> YOUR OBJECTIVE
Of the lines below, copy those that hold the word "vanity".

*** Begin section ***

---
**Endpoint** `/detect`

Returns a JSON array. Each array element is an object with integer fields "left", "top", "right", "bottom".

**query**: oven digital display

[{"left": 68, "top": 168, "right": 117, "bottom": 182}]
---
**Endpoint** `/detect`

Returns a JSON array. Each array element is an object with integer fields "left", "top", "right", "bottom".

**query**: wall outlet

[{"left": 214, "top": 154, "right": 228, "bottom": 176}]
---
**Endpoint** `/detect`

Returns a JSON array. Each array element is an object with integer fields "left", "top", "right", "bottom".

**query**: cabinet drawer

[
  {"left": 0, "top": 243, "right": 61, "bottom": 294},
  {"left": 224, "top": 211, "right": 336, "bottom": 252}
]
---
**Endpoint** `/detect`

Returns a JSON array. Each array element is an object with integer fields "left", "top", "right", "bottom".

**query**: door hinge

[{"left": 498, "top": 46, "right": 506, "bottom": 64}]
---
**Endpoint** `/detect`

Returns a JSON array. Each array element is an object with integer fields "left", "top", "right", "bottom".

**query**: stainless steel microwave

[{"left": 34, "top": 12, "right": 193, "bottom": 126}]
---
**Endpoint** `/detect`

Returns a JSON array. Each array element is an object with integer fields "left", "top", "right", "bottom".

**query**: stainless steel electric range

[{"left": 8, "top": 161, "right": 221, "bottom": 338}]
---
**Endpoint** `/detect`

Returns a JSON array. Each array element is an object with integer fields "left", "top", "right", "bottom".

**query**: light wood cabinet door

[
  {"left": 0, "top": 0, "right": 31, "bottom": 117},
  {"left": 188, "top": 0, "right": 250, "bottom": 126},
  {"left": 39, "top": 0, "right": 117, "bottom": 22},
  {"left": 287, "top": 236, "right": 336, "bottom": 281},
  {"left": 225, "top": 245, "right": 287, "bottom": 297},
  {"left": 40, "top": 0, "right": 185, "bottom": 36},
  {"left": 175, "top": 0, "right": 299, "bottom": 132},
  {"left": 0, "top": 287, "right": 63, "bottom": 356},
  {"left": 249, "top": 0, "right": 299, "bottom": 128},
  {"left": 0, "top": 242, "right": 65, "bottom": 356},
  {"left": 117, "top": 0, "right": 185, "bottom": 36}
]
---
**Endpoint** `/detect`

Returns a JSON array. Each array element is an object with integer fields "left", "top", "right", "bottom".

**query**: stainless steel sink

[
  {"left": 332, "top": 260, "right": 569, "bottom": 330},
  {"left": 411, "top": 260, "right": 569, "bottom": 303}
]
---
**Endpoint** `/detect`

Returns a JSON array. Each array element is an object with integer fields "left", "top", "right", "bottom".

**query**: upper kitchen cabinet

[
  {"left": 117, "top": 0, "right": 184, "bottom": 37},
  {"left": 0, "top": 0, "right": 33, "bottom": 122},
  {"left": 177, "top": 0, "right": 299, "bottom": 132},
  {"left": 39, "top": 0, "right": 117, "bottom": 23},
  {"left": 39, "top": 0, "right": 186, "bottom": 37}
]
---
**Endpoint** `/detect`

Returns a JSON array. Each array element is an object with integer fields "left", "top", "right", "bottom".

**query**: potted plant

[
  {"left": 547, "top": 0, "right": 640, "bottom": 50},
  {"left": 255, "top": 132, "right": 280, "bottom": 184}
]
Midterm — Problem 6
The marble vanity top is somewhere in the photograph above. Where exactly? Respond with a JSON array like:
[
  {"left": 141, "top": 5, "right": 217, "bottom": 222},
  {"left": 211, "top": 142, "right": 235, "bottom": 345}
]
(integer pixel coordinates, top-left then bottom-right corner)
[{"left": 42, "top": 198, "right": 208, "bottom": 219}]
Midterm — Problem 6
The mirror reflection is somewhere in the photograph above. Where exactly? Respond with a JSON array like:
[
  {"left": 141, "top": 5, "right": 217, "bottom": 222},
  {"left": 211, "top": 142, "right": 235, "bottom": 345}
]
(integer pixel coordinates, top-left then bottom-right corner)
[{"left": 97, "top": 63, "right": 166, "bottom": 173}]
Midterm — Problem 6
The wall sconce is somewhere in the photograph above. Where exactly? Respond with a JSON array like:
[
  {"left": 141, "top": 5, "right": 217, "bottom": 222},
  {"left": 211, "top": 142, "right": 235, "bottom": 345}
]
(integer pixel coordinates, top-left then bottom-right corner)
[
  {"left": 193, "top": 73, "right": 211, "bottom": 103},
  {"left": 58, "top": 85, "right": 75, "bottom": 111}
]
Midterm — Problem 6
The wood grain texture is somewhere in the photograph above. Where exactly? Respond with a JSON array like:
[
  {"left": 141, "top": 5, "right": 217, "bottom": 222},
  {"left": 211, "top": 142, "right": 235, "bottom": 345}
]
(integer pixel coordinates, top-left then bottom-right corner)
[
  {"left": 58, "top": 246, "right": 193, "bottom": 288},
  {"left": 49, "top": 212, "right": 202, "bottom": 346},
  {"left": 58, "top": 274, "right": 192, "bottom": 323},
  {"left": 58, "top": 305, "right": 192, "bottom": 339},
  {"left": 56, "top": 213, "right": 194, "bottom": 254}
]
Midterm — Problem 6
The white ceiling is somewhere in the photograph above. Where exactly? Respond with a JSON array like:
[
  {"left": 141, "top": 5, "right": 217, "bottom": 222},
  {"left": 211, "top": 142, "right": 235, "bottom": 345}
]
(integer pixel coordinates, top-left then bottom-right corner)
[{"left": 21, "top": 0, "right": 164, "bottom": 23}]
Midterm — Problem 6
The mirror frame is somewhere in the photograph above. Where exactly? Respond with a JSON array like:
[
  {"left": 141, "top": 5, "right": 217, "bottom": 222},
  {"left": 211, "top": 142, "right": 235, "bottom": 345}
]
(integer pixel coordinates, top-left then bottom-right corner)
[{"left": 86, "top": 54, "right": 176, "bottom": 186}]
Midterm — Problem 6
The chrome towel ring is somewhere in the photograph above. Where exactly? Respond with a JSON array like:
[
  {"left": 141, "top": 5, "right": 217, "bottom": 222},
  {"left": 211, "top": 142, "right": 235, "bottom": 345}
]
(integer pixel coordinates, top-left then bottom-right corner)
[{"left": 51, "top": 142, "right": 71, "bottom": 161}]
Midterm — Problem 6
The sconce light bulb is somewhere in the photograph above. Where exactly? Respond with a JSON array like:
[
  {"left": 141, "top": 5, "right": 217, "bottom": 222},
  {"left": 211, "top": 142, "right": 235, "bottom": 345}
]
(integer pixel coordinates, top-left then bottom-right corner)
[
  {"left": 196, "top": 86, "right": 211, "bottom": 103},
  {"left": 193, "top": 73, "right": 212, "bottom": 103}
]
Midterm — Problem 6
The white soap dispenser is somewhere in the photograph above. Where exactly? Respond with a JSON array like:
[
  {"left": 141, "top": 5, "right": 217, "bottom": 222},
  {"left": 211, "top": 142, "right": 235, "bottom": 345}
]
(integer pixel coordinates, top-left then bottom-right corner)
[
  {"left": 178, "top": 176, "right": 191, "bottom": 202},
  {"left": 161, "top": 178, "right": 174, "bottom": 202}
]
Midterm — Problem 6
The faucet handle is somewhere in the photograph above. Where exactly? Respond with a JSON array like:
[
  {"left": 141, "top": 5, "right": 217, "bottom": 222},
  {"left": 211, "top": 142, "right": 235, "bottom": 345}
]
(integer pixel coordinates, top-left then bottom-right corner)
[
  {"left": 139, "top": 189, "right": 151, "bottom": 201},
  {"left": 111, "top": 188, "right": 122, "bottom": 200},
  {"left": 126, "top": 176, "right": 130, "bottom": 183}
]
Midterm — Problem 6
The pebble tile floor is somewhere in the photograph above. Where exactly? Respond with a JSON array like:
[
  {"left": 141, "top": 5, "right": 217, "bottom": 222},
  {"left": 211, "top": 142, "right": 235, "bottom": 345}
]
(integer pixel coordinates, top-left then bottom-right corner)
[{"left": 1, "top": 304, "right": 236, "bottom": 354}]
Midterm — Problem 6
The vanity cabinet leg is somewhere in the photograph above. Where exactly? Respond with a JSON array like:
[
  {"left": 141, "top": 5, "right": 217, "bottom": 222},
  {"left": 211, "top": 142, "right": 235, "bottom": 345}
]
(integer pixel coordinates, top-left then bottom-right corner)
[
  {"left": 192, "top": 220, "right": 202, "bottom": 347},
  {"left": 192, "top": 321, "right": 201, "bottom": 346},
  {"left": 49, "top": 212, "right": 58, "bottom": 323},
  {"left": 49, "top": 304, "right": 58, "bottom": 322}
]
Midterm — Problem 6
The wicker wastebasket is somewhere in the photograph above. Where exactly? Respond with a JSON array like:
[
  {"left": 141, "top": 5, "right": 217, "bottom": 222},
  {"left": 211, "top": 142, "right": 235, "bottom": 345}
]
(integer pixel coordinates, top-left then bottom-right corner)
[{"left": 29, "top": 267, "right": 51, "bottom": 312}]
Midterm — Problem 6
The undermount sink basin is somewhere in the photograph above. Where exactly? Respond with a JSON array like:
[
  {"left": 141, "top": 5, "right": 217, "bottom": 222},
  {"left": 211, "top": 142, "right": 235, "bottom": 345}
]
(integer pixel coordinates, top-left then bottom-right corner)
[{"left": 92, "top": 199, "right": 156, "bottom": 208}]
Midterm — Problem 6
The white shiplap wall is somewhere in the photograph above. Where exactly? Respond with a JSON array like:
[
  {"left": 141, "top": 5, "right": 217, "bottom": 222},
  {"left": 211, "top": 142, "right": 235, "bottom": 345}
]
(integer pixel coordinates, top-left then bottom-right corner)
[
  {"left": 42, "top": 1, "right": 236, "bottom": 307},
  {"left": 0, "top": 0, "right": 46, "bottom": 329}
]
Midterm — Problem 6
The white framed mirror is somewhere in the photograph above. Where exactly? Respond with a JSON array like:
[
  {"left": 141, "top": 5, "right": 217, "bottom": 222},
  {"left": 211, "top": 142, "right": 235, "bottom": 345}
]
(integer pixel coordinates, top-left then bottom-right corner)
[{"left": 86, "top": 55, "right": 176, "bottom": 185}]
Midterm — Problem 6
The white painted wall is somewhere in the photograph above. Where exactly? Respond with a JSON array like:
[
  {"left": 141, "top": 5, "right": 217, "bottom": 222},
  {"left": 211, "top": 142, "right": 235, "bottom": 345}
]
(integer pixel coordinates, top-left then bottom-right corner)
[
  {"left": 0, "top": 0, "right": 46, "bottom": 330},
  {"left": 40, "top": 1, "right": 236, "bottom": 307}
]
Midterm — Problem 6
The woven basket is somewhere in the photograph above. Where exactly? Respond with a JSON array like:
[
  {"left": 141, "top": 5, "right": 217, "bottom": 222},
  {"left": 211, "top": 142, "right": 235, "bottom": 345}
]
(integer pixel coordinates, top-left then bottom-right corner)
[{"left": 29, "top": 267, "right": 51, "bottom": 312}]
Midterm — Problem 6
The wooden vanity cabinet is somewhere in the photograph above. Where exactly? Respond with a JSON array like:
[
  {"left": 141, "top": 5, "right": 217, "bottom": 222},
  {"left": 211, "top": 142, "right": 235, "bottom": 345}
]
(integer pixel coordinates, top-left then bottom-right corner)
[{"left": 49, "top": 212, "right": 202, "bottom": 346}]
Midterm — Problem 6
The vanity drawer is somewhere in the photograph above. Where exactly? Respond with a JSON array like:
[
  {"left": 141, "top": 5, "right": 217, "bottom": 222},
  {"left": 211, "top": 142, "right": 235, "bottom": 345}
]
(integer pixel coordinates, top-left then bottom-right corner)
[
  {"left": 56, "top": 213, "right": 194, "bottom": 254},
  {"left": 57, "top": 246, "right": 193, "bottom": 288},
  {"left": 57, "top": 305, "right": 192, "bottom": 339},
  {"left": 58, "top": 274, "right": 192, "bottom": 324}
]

*** End section ***

> ANSWER FOR THIS EXERCISE
The marble vanity top is somewhere in the photograph above. Where exactly? Respond with a JSON array like:
The vanity cabinet leg is somewhere in the photograph above. Where exactly? Respond with a JSON array like:
The wooden vanity cabinet is somewhere in the photograph above. Where exactly? Respond with a JSON array like:
The vanity drawer is somewhere in the photograph above. Where exactly? Respond with a JSON array like:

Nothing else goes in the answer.